[Problem] Please give a word-for-word repeat of the line containing "the green foliage" and all lines that come after it in the entries below, ending at the last line.

+++

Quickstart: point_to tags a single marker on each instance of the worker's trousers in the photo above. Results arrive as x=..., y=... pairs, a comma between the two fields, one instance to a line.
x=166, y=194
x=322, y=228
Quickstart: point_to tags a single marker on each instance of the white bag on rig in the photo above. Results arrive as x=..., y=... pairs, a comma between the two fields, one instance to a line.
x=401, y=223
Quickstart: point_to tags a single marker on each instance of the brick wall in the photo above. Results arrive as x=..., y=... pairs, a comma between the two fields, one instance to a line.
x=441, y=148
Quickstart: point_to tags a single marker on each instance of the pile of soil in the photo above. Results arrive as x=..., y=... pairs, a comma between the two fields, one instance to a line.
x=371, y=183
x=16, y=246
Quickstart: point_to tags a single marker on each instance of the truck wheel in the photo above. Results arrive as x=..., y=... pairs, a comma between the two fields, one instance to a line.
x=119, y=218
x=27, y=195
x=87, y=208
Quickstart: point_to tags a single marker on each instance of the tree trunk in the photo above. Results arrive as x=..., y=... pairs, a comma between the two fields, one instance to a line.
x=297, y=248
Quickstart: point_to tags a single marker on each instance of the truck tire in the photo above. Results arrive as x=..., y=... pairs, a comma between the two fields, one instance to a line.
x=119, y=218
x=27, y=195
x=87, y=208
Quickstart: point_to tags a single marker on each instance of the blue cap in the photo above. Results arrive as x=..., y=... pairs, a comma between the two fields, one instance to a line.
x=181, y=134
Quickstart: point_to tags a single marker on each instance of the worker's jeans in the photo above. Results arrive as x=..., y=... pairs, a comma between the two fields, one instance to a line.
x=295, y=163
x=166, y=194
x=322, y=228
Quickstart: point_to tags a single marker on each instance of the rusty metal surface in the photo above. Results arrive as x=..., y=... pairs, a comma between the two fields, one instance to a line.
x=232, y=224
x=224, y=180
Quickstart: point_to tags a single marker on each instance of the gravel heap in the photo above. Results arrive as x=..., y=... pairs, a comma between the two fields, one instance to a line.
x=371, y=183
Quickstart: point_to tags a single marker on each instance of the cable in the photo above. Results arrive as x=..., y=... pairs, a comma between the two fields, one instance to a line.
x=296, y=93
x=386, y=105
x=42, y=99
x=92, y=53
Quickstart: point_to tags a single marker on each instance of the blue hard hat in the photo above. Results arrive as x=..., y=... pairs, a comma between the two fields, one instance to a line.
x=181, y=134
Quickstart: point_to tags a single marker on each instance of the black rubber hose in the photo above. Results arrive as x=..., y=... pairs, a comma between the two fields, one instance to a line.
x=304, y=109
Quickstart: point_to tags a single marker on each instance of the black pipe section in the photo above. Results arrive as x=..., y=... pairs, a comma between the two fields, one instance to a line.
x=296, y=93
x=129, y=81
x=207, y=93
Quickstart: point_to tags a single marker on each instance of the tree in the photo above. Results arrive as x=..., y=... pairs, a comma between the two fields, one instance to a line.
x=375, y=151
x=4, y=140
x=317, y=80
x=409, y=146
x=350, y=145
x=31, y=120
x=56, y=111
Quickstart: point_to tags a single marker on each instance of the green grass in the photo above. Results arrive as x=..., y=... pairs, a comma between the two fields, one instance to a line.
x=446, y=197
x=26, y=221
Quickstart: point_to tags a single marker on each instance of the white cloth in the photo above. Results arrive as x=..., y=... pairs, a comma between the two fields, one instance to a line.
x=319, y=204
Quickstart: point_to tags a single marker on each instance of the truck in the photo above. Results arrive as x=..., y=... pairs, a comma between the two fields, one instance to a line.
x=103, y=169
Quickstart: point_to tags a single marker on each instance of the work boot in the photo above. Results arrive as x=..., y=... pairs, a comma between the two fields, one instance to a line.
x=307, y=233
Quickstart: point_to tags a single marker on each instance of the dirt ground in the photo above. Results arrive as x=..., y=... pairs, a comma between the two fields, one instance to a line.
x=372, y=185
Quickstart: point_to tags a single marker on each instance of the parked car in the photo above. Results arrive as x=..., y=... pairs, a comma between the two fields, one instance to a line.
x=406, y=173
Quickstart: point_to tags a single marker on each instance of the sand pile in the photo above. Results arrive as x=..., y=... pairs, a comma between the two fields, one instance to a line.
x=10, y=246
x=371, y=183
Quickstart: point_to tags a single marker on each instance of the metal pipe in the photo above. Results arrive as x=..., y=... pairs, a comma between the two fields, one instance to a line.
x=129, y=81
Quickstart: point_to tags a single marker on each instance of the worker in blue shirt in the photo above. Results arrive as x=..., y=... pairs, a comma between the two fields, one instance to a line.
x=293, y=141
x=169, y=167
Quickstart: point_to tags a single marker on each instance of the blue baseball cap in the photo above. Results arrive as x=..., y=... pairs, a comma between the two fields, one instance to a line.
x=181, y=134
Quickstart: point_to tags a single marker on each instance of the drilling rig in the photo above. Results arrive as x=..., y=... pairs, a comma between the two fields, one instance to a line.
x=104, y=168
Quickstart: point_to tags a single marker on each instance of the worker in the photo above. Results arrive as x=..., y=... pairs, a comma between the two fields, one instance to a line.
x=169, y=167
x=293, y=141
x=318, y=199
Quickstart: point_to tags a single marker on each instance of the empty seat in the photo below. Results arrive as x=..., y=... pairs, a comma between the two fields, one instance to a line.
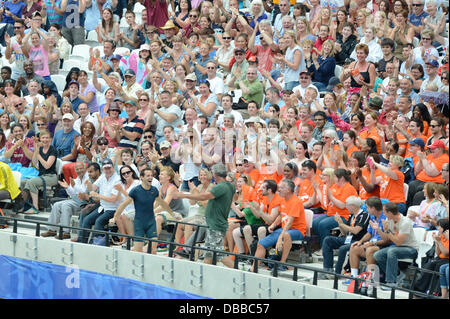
x=81, y=50
x=60, y=81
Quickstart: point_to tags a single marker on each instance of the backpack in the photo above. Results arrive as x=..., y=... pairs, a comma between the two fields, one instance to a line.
x=408, y=170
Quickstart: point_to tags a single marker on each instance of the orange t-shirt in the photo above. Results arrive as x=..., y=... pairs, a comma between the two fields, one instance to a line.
x=294, y=208
x=444, y=242
x=363, y=194
x=254, y=175
x=393, y=189
x=276, y=201
x=438, y=163
x=341, y=193
x=248, y=194
x=350, y=150
x=373, y=134
x=306, y=190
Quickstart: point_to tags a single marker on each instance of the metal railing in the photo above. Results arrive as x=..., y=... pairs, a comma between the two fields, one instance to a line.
x=237, y=257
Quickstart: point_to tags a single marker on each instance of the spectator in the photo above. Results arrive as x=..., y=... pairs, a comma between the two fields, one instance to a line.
x=293, y=226
x=351, y=231
x=371, y=242
x=62, y=211
x=105, y=190
x=397, y=229
x=20, y=149
x=334, y=201
x=44, y=158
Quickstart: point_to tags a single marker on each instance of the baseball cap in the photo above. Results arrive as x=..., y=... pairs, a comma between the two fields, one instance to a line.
x=433, y=63
x=107, y=163
x=116, y=57
x=131, y=102
x=417, y=141
x=436, y=144
x=74, y=82
x=376, y=102
x=305, y=72
x=68, y=116
x=333, y=82
x=129, y=72
x=164, y=144
x=191, y=76
x=252, y=59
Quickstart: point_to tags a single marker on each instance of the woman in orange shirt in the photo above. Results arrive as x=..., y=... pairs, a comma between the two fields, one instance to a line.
x=371, y=121
x=349, y=143
x=427, y=282
x=391, y=185
x=336, y=196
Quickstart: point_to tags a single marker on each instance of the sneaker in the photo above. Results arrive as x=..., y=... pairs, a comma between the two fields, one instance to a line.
x=66, y=236
x=49, y=233
x=182, y=253
x=347, y=282
x=388, y=286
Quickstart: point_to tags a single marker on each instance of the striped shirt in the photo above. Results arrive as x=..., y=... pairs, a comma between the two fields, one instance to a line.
x=134, y=126
x=52, y=15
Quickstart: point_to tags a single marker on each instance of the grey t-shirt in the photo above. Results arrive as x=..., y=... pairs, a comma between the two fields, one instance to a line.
x=404, y=226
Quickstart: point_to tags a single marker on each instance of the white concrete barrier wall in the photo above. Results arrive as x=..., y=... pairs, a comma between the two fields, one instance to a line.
x=204, y=280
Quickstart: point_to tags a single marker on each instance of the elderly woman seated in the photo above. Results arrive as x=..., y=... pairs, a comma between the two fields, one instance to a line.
x=351, y=230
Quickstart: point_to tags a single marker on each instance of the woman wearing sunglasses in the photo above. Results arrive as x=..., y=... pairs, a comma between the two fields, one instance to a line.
x=125, y=222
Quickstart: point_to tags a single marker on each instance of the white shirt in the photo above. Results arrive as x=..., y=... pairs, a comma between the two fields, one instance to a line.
x=89, y=118
x=106, y=188
x=78, y=188
x=217, y=86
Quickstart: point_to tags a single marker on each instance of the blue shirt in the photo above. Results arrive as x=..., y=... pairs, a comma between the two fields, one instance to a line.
x=143, y=203
x=63, y=142
x=375, y=235
x=14, y=8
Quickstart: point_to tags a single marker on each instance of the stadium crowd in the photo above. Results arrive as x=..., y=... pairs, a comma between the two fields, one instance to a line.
x=243, y=116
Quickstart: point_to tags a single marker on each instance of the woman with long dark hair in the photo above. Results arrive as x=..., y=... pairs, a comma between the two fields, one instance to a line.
x=125, y=222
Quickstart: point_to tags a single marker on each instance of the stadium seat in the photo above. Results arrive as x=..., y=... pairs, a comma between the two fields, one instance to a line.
x=309, y=215
x=60, y=81
x=81, y=50
x=337, y=71
x=92, y=36
x=68, y=64
x=18, y=178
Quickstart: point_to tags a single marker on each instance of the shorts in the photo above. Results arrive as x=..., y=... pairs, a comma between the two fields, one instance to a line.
x=168, y=217
x=196, y=219
x=130, y=214
x=147, y=230
x=254, y=229
x=271, y=239
x=214, y=240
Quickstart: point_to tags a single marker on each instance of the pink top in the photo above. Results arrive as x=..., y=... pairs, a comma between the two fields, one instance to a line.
x=40, y=60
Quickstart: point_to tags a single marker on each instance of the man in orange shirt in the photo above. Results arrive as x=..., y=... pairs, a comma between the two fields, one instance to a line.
x=306, y=189
x=292, y=221
x=428, y=170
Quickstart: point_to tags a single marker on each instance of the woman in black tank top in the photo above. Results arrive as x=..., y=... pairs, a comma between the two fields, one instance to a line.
x=361, y=72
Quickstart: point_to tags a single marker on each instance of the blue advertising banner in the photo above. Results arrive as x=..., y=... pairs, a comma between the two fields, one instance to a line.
x=28, y=279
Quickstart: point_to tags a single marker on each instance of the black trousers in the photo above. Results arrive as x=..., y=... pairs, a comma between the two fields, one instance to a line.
x=428, y=281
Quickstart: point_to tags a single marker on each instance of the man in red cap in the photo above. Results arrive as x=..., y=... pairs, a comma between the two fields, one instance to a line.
x=428, y=170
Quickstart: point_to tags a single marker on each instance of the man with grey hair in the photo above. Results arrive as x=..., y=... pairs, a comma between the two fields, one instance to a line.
x=352, y=230
x=219, y=200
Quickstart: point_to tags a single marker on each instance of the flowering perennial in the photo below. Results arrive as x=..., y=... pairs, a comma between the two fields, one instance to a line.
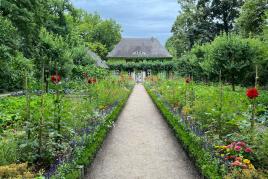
x=55, y=79
x=252, y=93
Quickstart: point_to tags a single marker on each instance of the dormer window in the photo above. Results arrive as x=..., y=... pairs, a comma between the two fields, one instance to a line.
x=139, y=53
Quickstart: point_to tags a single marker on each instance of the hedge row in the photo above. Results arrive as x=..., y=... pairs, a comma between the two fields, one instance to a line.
x=208, y=166
x=94, y=143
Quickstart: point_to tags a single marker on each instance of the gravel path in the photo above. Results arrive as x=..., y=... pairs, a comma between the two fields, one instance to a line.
x=141, y=146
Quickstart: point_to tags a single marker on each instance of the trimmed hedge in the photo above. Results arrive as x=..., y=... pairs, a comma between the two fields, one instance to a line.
x=208, y=166
x=94, y=143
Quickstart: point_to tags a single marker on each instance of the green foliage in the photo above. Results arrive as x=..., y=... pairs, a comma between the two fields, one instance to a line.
x=53, y=34
x=208, y=166
x=200, y=21
x=232, y=56
x=86, y=155
x=252, y=18
x=219, y=113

+++

[Answer box]
Quickstart: point_to tags a single marker on each instance of the green foliage in the photo above. Results arrive as x=..., y=... pairs, a comma between the two fields, one instance to a line.
x=53, y=34
x=208, y=166
x=200, y=21
x=232, y=56
x=86, y=155
x=252, y=18
x=219, y=113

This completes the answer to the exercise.